--- Trecho ---
-*-
O ESPÍRITO DAS LUZES




Não resisti e me animei a continuar o assunto da semana passada por julgá-lo de fundamental importância, e porque imagino, ou pelo menos espero, que você esteja fazendo a devida conexão com o prato principal deste blog, que já nem é tanto o "disco voador", mas o próprio ser. Então, depois de Ortega y Gasset, a ponte agora se estende a duas obras absolutamente indispensáveis para se compreender o intrincado universo humano: O opúsculo O que é o Iluminismo? de Immanuel Kant (1724-1804) e O Espírito das Luzes, do filósofo búlgaro Tzvetan Todorov (1939-2017), da qual tomei o título emprestado. Dois séculos, duas épocas e dois mundo as separam. Ao trazer Kant para a pós modernidade, Todorov pergunta: "De que modo podemos compreender o Iluminismo hoje? É possível estabelecer um diálogo com o contemporâneo, 250 anos depois?" Herdeiros desse pensamento, somos responsáveis pelos nossos atos e falas, tanto em relação a nós como ao outro, e essa atitude faz toda a diferença.
-*-
--- Material apresentado ---

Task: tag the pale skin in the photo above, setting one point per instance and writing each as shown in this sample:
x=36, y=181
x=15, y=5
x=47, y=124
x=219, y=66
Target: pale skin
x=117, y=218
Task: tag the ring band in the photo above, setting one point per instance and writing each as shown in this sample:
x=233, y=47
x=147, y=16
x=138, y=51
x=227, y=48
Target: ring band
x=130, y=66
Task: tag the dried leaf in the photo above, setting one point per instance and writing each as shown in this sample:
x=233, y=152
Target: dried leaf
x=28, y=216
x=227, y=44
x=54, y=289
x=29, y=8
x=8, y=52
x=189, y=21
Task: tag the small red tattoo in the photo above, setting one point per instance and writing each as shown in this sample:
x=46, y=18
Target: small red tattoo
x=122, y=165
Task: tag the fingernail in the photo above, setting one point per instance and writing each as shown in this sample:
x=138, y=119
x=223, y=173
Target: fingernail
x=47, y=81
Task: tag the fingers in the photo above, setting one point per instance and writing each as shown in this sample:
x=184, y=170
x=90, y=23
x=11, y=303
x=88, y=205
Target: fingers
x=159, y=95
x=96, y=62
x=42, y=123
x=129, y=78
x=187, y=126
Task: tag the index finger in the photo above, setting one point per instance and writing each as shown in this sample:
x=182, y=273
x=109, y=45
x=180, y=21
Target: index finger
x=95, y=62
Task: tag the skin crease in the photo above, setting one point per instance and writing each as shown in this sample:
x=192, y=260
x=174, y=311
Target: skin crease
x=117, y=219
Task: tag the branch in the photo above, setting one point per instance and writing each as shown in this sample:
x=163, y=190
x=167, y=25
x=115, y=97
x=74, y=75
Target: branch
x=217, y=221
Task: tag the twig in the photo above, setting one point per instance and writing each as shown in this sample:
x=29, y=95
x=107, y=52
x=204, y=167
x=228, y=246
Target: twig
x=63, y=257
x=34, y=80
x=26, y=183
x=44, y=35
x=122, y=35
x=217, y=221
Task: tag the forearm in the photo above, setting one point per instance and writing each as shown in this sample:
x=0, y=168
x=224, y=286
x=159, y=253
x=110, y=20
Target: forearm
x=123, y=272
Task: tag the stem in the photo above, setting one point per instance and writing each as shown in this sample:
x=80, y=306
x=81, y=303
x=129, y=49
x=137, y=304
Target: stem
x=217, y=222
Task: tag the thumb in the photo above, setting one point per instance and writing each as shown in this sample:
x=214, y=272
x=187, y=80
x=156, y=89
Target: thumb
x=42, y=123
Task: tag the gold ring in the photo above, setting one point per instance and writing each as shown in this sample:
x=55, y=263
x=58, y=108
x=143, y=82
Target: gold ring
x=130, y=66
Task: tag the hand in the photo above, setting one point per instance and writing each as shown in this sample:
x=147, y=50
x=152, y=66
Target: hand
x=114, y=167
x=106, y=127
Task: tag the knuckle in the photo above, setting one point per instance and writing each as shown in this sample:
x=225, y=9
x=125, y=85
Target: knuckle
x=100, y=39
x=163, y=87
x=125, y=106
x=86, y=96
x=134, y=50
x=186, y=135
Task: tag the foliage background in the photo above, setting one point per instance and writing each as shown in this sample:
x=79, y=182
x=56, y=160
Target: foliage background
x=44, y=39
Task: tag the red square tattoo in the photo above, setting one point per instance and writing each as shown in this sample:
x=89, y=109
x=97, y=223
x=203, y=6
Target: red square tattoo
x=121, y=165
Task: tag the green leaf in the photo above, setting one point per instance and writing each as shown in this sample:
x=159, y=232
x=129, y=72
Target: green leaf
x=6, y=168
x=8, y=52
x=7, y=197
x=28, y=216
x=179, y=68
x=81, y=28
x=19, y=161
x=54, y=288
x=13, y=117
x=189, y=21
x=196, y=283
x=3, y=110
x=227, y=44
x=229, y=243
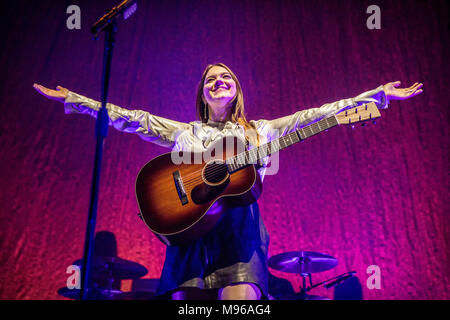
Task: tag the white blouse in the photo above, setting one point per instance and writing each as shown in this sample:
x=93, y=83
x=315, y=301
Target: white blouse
x=196, y=136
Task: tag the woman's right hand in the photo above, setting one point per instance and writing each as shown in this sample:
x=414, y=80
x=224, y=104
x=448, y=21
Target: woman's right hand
x=58, y=95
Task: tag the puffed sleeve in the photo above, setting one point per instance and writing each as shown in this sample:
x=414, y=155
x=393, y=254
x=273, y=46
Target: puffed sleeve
x=273, y=129
x=149, y=127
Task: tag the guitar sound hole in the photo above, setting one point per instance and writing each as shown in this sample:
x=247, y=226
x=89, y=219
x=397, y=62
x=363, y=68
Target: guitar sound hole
x=215, y=172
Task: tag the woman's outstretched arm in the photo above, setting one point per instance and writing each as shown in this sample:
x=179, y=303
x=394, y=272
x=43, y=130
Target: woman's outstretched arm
x=380, y=96
x=151, y=128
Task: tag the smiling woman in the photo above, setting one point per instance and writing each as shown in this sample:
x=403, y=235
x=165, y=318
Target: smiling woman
x=230, y=261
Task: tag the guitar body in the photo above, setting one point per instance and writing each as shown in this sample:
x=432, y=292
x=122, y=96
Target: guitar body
x=182, y=202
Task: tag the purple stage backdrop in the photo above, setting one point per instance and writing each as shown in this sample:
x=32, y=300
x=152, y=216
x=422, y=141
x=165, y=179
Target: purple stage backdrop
x=376, y=195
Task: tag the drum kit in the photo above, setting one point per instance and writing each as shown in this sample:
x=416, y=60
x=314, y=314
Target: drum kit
x=305, y=263
x=107, y=273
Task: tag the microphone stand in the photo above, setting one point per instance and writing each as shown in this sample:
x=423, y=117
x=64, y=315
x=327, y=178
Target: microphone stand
x=101, y=131
x=108, y=24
-*-
--- Exercício A ---
Liste todos os pensadores mencionados pelo nome no trecho sobre o Iluminismo.
--- Exercício B ---
Dê continuidade ao trecho sobre o Iluminismo a partir da última frase apresentada.

--- Resposta A ---
Ortega y Gasset, Immanuel Kant e Tzvetan Todorov.

--- Resposta B ---
O que é o iluminismo responde o próprio Kant:
Iluminismo é a saída do homem da sua menoridade de que ele próprio é culpado. A menoridade é a incapacidade de se servir do entendimento sem a orientação de terceiros. Tal menoridade é por culpa própria, se a sua causa não residir na carência de entendimento, mas na falta de decisão e de coragem em se servir de si mesmo, sem a guia de outrem. Sapere aude! Tem a coragem de te servires do teu próprio entendimento! Eis a palavra de ordem do Iluminismo.
Pensar por si mesmo é uma espécie de "mandamento" kantiano, mais sutil do que aparenta, válida principalmente para o homem moderno, que não difere do antigo, ambos marcados pela preguiça e pela covardia. Preguiça e covardia de pensar! Tem coisa mais desprezível e mesquinha que isso? É a única faculdade que o distingue de um camelo e ele não a usa, preferindo igualar-se ao quadrúpede! É o que no fundo Kant está nos dizendo.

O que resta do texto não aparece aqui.